* ЗАДАНИЕ 1:
Напечатайте часть текста о текущей литературе, начиная со слов «Вы нѣсколько разъ» и заканчивая словами «дѣлу никакой охоты?».
* ЗАДАНИЕ 2:
Продолжите текст о новостях текущей литературы, начав сразу после его последнего предложения.

* ИСХОДНЫЙ ТЕКСТ:

━━━━━━━━━━━━━━━━━━━━━━━━━━━━━━

Вы нѣсколько разъ выражали желанiе, чтобы я писалъ о современныхъ явленiяхъ нашей литературы, о ея послѣднихъ, текущихъ новостяхъ. Я отклонялъ отъ себя это занятiе, потому чго находилъ его необыкновенно труднымъ. Если писать, думалъ я, то нужно писать ясно и доказательно; я всегда (открою вамъ по секрету) старался такъ писать. Но что вы прикажете дѣлать сь такъ-называемыми новостями текущей литературы? Какъ писать ясно и доказательно о такихъ расплывающихся, туманныхъ, спутанныхъ, несложившихся, недостигшихъ никакого смысла и значенiя явленiяхъ? Я чувствую себя въ величайшемъ смущенiи среди этихъ полумыслей, полуобразовъ, какихъ-то попытокъ и потугъ сказать неизвѣстно что. Да и какая нужда подвергать все это строгому анализу? Да и какъ это сдѣлать, когда нѣтъ къ такому дѣлу никакой охоты?

━━━━━━━━━━━━━━━━━━━━━━━━━━━━━━

* ПРЕДОСТАВЛЕННЫЕ ЗАПИСИ:

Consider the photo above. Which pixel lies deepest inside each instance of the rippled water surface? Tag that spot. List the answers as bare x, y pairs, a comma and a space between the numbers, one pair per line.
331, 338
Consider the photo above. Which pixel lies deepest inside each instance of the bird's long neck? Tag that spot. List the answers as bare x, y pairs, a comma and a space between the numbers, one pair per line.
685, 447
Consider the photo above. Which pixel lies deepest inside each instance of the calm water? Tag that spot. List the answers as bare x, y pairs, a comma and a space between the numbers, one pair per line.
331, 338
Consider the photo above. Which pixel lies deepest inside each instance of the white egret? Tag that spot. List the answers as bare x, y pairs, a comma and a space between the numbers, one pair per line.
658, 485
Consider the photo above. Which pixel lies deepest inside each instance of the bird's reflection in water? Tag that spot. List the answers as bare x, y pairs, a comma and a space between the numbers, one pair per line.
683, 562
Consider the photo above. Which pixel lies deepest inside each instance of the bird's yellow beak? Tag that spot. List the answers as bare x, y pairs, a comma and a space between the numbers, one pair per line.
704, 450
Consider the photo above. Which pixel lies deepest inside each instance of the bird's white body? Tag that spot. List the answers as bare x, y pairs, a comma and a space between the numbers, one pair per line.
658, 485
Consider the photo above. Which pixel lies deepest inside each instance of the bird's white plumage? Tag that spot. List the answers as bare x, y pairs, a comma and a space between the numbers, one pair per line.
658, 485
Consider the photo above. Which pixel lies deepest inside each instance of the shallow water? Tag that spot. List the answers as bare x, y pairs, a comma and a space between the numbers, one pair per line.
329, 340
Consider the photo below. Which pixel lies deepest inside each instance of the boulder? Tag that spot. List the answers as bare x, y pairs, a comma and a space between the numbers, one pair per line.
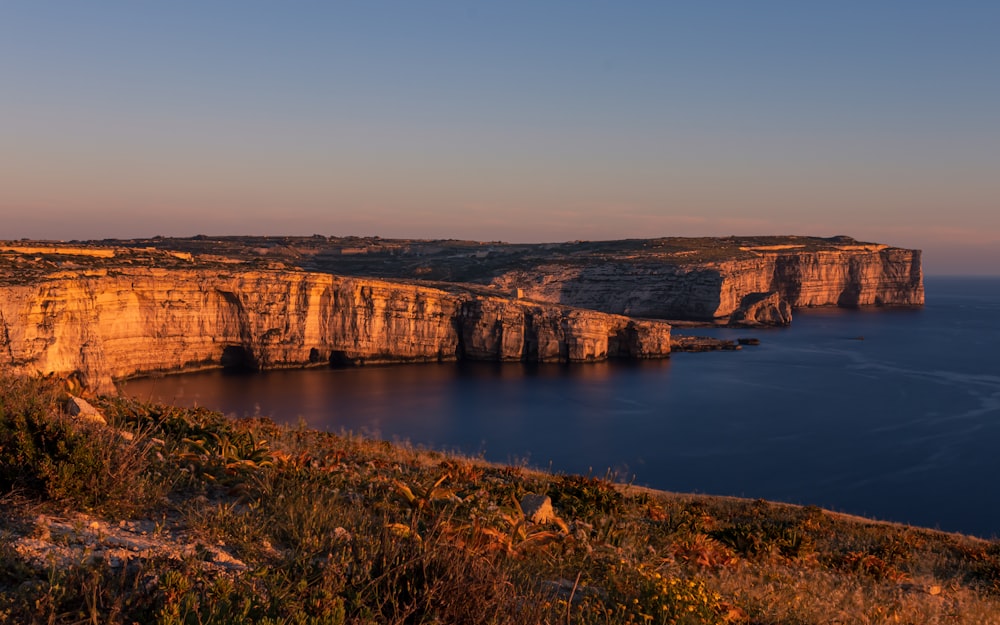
83, 410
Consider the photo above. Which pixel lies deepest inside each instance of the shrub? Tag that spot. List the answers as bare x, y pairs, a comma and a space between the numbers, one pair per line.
47, 454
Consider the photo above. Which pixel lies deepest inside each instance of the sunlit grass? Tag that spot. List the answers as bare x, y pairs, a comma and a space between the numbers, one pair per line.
322, 528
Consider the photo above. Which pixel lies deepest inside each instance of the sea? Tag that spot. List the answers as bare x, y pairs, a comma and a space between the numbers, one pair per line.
890, 413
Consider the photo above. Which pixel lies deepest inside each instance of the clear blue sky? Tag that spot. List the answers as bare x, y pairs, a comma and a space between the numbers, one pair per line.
520, 121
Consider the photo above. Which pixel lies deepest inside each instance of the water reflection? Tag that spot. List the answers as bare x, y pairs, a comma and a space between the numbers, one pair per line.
901, 425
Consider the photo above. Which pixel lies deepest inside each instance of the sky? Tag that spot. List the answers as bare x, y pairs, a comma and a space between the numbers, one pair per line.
516, 121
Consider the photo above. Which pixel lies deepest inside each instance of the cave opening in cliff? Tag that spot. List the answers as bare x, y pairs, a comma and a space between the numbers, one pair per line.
237, 358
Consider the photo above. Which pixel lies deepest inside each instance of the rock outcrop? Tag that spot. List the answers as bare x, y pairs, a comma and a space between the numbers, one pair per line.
104, 325
845, 275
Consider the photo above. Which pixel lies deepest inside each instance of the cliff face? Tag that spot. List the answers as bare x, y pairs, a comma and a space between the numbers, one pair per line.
855, 275
106, 325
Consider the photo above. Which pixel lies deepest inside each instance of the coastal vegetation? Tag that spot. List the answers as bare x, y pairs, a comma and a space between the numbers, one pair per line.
171, 515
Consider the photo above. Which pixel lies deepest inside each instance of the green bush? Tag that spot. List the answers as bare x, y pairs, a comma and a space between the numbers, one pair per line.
45, 453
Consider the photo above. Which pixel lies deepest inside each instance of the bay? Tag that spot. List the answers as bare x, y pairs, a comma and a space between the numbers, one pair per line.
888, 413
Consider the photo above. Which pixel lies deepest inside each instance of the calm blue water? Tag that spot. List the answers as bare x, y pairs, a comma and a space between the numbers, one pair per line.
903, 425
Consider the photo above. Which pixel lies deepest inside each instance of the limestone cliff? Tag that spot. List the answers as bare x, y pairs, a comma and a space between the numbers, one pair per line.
847, 275
104, 325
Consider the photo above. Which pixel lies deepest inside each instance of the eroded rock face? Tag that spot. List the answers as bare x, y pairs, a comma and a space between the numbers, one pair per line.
768, 309
106, 326
852, 275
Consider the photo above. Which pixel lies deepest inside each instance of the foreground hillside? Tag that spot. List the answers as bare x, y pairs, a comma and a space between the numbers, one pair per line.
167, 515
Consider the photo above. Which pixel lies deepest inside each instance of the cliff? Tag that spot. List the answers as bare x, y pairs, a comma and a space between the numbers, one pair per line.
103, 325
848, 276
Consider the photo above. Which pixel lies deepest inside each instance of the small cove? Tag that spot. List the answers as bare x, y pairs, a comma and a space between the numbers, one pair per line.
891, 413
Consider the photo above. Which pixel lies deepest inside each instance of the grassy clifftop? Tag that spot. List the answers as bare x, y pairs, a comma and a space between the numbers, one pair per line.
168, 515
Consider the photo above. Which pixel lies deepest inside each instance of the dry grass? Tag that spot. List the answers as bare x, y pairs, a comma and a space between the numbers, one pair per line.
341, 529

━━━━━━━━━━━━━━━━━━━━━━━━━━━━━━

* ОЖИДАЕМЫЙ ОТВЕТ 1:
Вы нѣсколько разъ выражали желанiе, чтобы я писалъ о современныхъ явленiяхъ нашей литературы, о ея послѣднихъ, текущихъ новостяхъ. Я отклонялъ отъ себя это занятiе, потому чго находилъ его необыкновенно труднымъ. Если писать, думалъ я, то нужно писать ясно и доказательно; я всегда (открою вамъ по секрету) старался такъ писать. Но что вы прикажете дѣлать сь такъ-называемыми новостями текущей литературы? Какъ писать ясно и доказательно о такихъ расплывающихся, туманныхъ, спутанныхъ, несложившихся, недостигшихъ никакого смысла и значенiя явленiяхъ? Я чувствую себя въ величайшемъ смущенiи среди этихъ полумыслей, полуобразовъ, какихъ-то попытокъ и потугъ сказать неизвѣстно что. Да и какая нужда подвергать все это строгому анализу? Да и какъ это сдѣлать, когда нѣтъ къ такому дѣлу никакой охоты?

* ОЖИДАЕМЫЙ ОТВЕТ 2:
Однакожъ, такъ какъ я не отстаю слишкомъ далеко отъ русской литературы и даже вообще отъ русскаго художества, читаю журналы, смотрю новыя картины, слушаю новыя оперы, то я имѣю возможность сдѣлать вамъ угодное, т. е. писать отзывы о нашихъ новостяхъ. Но я не могу дѣлать этого такъ какъ слѣдовало-бы, т. е. точно, ясно, доказательно. Если вы меня освободите отъ этихъ стѣснительныхъ условiй, если позволите не соблюдать ни порядка, ни полноты, ни связи, то я готовъ писать вамъ всякiя замѣтки, какiя придутъ мнѣ на мысль. Я буду стараться объ одномъ, — чтобы вы меня поняли, чтобы вы не считали этихъ замѣтокъ недостойными вниманiя. Это будутъ не искуственныя и поддѣльныя, а почти настоящiя письма къ вамъ. Хотите — печатайте, хотите нѣтъ; это уже ваше дѣло.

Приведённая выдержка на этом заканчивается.